§ QUOTED PASSAGE
• • • •

Although the California gold rush witnessed some of the worst acts of mob violence against Mexicans, whites also resorted to savagery–in order to secure economic supremacy–on other occasions. Actions during the Texas “Cart War” of 1857 exemplify this. During the 1850s, Texas businessmen developed a freight-hauling service between Indianola and San Antonio. Frustrated at having been beaten out by the lower prices of their Mexican  rivals, white competitors resorted to murdering cartmen, driving off their oxen and burning their carts and freight. Economic rivalry with Mexicans continued to inspire retributive action by whites throughout the late nineteenth and early twentieth centuries. In 1898, a group of Gonzales, Texas men–probably poor white sharecroppers in competition with Mexican immigrants–posted this warning: “Notice to the Mexicans. You have all got ten days to leave in. Mr. May Renfro and brother get your Mexicans all off your place. If not, you will get the same they do. Signed, Whitecaps.” In the 1920s, alarm at the increasing number of Mexican laborers who settled in the Rio Grande valley contributed to the growth of the local Ku Klux Klan.

• • • •

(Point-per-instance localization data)
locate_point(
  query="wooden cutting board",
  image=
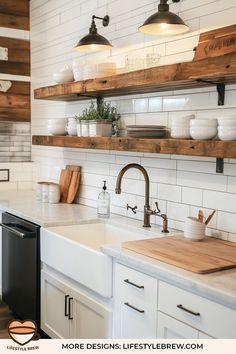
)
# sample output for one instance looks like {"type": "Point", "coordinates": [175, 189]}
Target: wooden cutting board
{"type": "Point", "coordinates": [74, 186]}
{"type": "Point", "coordinates": [207, 256]}
{"type": "Point", "coordinates": [64, 183]}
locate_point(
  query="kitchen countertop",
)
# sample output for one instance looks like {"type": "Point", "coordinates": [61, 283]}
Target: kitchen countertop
{"type": "Point", "coordinates": [218, 286]}
{"type": "Point", "coordinates": [24, 204]}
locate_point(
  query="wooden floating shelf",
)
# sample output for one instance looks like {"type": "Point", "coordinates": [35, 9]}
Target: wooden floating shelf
{"type": "Point", "coordinates": [209, 148]}
{"type": "Point", "coordinates": [205, 72]}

• • • •

§ ASSIGNED TASK 1
According to the passage on violence against Mexicans, between which two places did Texas businessmen set up a freight-hauling service in the 1850s?
§ ASSIGNED TASK 2
List every geographic place named in the passage on violence against Mexicans.
§ ASSIGNED TASK 3
Using the passage on violence against Mexicans, decide whether each statement agrees with it: (a) The Cart War took place in 1857. (b) The 1898 warning gave Mexicans thirty days to leave. (c) The 1898 warning was signed by the Whitecaps.

§ EXPECTED ANSWER 1
Between Indianola and San Antonio.

§ EXPECTED ANSWER 2
California, Texas, Indianola, San Antonio, Gonzales, the Rio Grande valley

§ EXPECTED ANSWER 3
(a) Yes: "Actions during the Texas “Cart War” of 1857 exemplify this."
(b) No: "You have all got ten days to leave in."
(c) Yes: "Signed, Whitecaps."